Exercise.
Transcribe the listing precisely, entry by entry.

=== Begin Enclosure ===

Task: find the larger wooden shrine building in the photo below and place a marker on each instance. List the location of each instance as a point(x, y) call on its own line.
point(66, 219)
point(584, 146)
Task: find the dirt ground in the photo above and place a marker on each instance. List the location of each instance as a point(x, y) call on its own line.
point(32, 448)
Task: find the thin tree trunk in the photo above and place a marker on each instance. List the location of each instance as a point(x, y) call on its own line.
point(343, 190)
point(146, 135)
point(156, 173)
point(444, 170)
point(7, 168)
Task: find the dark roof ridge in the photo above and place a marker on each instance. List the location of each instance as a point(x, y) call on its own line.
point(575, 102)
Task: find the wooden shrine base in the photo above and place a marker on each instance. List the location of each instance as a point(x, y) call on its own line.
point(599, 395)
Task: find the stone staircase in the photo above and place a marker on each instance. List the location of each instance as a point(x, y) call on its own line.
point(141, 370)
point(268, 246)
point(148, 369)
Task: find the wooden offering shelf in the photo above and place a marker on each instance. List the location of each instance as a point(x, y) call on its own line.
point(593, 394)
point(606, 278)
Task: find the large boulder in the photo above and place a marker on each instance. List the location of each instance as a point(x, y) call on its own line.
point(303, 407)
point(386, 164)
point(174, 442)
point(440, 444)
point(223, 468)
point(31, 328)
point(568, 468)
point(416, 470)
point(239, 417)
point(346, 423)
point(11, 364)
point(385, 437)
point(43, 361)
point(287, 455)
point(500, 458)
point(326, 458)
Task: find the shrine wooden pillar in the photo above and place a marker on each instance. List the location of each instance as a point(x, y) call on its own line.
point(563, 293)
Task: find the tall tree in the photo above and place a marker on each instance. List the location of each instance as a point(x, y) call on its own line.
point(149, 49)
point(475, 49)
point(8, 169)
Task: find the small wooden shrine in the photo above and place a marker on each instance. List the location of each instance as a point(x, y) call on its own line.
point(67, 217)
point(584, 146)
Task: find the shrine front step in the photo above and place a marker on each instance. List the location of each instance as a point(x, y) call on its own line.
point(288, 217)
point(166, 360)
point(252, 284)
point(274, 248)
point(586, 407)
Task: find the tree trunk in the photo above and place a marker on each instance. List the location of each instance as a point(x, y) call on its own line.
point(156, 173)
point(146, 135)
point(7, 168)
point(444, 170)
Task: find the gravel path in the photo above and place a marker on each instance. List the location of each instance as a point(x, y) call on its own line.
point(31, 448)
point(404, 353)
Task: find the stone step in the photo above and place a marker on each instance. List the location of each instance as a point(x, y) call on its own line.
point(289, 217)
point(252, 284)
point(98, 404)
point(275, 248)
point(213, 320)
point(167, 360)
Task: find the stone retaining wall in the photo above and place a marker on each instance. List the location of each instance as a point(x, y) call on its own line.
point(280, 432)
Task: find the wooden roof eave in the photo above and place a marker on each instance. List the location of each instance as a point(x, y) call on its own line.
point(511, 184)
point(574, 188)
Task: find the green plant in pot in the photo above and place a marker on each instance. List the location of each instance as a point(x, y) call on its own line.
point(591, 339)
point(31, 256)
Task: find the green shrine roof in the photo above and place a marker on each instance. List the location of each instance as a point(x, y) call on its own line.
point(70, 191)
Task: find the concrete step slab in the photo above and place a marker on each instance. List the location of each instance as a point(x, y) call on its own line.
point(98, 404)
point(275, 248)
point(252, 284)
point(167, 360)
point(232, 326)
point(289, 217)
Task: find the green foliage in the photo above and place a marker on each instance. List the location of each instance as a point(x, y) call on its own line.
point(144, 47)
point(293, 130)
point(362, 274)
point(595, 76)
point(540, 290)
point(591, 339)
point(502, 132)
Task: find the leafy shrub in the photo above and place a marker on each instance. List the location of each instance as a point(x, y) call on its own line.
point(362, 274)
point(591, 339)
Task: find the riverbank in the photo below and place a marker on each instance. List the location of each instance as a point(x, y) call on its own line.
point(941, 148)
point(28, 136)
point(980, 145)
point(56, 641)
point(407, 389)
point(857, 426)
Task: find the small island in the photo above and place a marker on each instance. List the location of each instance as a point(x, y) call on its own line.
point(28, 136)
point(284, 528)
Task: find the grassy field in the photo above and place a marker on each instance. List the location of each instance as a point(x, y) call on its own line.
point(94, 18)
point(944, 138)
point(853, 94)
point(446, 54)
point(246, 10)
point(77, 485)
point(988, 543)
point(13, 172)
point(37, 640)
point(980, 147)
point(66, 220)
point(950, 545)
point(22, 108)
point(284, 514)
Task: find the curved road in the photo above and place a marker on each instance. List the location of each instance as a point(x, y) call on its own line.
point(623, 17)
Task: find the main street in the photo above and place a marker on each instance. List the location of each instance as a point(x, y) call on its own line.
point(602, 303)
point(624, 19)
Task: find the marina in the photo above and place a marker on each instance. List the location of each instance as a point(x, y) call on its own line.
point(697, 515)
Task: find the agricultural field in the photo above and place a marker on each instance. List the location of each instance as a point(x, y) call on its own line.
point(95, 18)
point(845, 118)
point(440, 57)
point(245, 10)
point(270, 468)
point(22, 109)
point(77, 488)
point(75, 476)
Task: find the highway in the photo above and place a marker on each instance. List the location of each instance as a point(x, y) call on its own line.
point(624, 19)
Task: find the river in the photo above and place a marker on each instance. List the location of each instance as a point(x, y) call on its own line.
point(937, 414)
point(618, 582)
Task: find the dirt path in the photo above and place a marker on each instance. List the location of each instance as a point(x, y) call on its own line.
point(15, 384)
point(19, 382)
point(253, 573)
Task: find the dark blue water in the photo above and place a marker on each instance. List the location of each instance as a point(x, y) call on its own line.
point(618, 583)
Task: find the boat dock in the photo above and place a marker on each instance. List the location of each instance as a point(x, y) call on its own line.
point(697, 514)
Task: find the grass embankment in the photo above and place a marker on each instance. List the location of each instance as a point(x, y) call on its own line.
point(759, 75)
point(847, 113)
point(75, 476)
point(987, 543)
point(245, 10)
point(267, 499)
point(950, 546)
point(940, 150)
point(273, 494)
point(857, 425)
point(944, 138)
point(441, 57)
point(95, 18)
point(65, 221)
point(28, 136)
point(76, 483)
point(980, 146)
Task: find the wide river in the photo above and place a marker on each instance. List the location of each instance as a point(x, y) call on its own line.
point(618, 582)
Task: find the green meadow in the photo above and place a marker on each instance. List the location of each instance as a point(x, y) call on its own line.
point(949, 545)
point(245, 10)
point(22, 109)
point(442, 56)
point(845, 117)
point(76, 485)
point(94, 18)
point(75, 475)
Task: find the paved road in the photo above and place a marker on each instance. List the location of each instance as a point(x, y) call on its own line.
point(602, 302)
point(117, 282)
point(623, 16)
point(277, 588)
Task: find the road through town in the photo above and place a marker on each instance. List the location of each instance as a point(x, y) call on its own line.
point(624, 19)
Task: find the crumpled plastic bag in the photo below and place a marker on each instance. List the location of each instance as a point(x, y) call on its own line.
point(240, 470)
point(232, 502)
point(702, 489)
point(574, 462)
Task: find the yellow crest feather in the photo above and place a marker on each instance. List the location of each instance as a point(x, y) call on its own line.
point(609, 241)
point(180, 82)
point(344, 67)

=== End Enclosure ===

Task solution.
Task: find the larger wooden shrine building in the photo below and place a marker on each instance. List the location of each instance as a point(x, y) call on its own line.
point(66, 219)
point(584, 146)
Task: find the dirt ground in the photo above and place a marker on each instance. List the location of each instance as a point(x, y) call on its own line.
point(32, 448)
Task: find the thin tree trunk in the photo above and place a marker on each instance. List the location of each instance as a point(x, y) call on its own line.
point(343, 190)
point(146, 135)
point(156, 173)
point(444, 170)
point(7, 168)
Task: find the dark roof ridge in the photo above and place a marker on each instance. List the location of each instance as a point(x, y) call on its own line.
point(575, 102)
Task: find the wooden shrine base in the photo above and place a marker on each instance. List the location of each instance as a point(x, y) call on its own line.
point(599, 395)
Task: find the stone staircase in the photo above and place a marker on each instance. List the location of each instance as a point(x, y) call on its own line.
point(141, 370)
point(268, 246)
point(148, 369)
Task: find the wooden offering shelf in the photo above and place a marker on each instance. List the location of each instance as a point(x, y) call on its own line.
point(593, 394)
point(606, 278)
Task: find the large boulder in the photo above and place a marker on each instance. List the location of each instance as a point(x, y) call on its own line.
point(303, 407)
point(386, 164)
point(174, 442)
point(440, 444)
point(223, 468)
point(31, 328)
point(568, 468)
point(416, 470)
point(239, 417)
point(346, 423)
point(11, 364)
point(385, 437)
point(43, 361)
point(287, 455)
point(500, 458)
point(326, 458)
Task: find the shrine wooden pillar in the photo above and place a marker on each instance. List the location of each instance as a point(x, y) call on its own line.
point(563, 293)
Task: find the tall tree in the photo above and place a marker on each instance. List the location of each instance as a point(x, y) call on its own line.
point(149, 49)
point(475, 49)
point(8, 169)
Task: find the small wooden shrine in the photo above and place a marker on each instance. List the location of each instance as a point(x, y) call on its own line.
point(67, 217)
point(584, 146)
Task: find the shrine front step in the photo above and place a marker on each instance. List the location of each instance as a point(x, y) call on its own line.
point(288, 217)
point(166, 360)
point(252, 284)
point(274, 248)
point(586, 407)
Task: find the tree trunk in the photo above and place a marker on each instance. List the location of each instance as a point(x, y) call on its own line.
point(156, 173)
point(146, 135)
point(7, 168)
point(444, 170)
Task: find the gravel path in the photo above and place a marker on each instance. List the location of each instance as a point(x, y) call on its own line.
point(31, 448)
point(404, 353)
Task: find the stone step in the photo above and place a marker on each instance. List the location of each instance as a point(x, y) call on its own line.
point(289, 217)
point(252, 284)
point(98, 404)
point(275, 248)
point(213, 320)
point(167, 360)
Task: find the stone retaining wall in the photo above and place a marker on each instance. List the location of each instance as a point(x, y) call on its own line.
point(280, 432)
Task: find the wooden roof eave in the photo above and place a marker on each instance. List the location of each instance as a point(x, y) call on its own line.
point(511, 184)
point(574, 188)
Task: find the green plant in pot in the photo above and place a marker on each instance. List the location of each instance as a point(x, y) call on its own line.
point(591, 339)
point(31, 256)
Task: find the green shrine roof in the photo above and place a marker on each instance. List the location of each instance as a point(x, y) call on its own line.
point(70, 191)
Task: find the concrete step slab in the photo above and place a marker on each instance. List the location of each instance as a point(x, y) call on its own line.
point(98, 404)
point(275, 248)
point(252, 284)
point(167, 360)
point(232, 326)
point(289, 217)
Task: find the green foliage in the photo above and place a marker on each instance. List the location of each instance as a point(x, y) call on its own line.
point(144, 47)
point(293, 130)
point(362, 274)
point(595, 76)
point(540, 290)
point(591, 339)
point(502, 132)
Task: find the leafy shrub in the photo above and place a marker on each instance. List the location of each instance as a point(x, y) call on its own line.
point(362, 274)
point(591, 339)
Task: find the riverbank in the photo below and place a marker on each instance. List the location of each instance as a point(x, y) call on its own line.
point(941, 148)
point(28, 136)
point(980, 145)
point(56, 641)
point(407, 389)
point(857, 426)
Task: find the small island in the photo above and place a marker on each instance. List the location of each instance as a point(x, y) call on its own line.
point(28, 136)
point(284, 528)
Task: find the grassy field in the photo above and place a marker on each instance. List the location of each instance as a point(x, y) call on its own line.
point(94, 18)
point(944, 138)
point(853, 94)
point(446, 54)
point(246, 10)
point(77, 485)
point(988, 543)
point(13, 172)
point(37, 640)
point(980, 147)
point(66, 220)
point(950, 545)
point(22, 108)
point(284, 514)
Task: find the curved road in the photo above and place a marker on each instance. List the location of each instance as a point(x, y) call on its own line.
point(623, 17)
Task: find the main street in the photo above and place a marker on each instance. List the location of each instance as a point(x, y) call on its own line.
point(602, 303)
point(624, 19)
Task: find the marina in the photo above and place a marker on each instance. List the location of each instance as a point(x, y) call on its own line.
point(697, 515)
Task: find the agricultural field in the photo above and place a marker on each instance. List the location of each instance as a point(x, y) call on its own line.
point(95, 18)
point(845, 118)
point(440, 57)
point(245, 10)
point(270, 468)
point(22, 109)
point(77, 488)
point(75, 476)
Task: find the highway in the photo above and place a marker on each instance. List the location of each instance as a point(x, y) call on its own line.
point(624, 19)
Task: find the river in the photo above and place a marker on each instance. List the location of each instance as a point(x, y) call on its own line.
point(937, 414)
point(618, 582)
Task: find the dirt path in the photo above and place a marker on each instance. List the location of each instance as a point(x, y) call on its own line.
point(15, 384)
point(19, 382)
point(253, 573)
Task: find the dark blue water in the photo above and place a marker on each instance. List the location of each instance as a point(x, y) call on its own line.
point(618, 583)
Task: find the boat dock in the photo above and place a marker on each instance. List the location of each instance as a point(x, y) call on its own line.
point(697, 514)
Task: find the grass embankment in the photo above and place a marker on each instance. List the location of each instance as a point(x, y) call on its own line.
point(759, 75)
point(847, 113)
point(75, 476)
point(987, 543)
point(245, 10)
point(267, 499)
point(950, 546)
point(940, 150)
point(273, 494)
point(857, 425)
point(944, 138)
point(441, 57)
point(95, 18)
point(65, 221)
point(28, 136)
point(76, 483)
point(980, 146)
Task: find the wide river in the photo above and place a marker on each instance. List the location of each instance as a point(x, y) call on its own line.
point(618, 582)
Task: find the green meadow in the photo above and place a marker on each instance. List the location of each instance as a point(x, y) call on its own line.
point(949, 545)
point(245, 10)
point(22, 109)
point(442, 56)
point(845, 117)
point(76, 485)
point(94, 18)
point(75, 475)
Task: find the paved road in the photo above and place a marker on each instance. List the location of each instance as a point(x, y) call on its own line.
point(602, 302)
point(117, 282)
point(623, 16)
point(277, 588)
Task: find the road through town in the photo above and place a marker on each instance. List the location of each instance as a point(x, y) call on its own line.
point(624, 19)
Task: find the crumpled plastic bag in the photo below and place a marker on each instance. List the location of each instance as a point(x, y) call on its own line.
point(240, 470)
point(232, 502)
point(702, 489)
point(574, 462)
Task: find the yellow crest feather in the photo above and place a marker on each instance. List the location of each instance as a point(x, y) call on its own line.
point(609, 241)
point(180, 82)
point(344, 67)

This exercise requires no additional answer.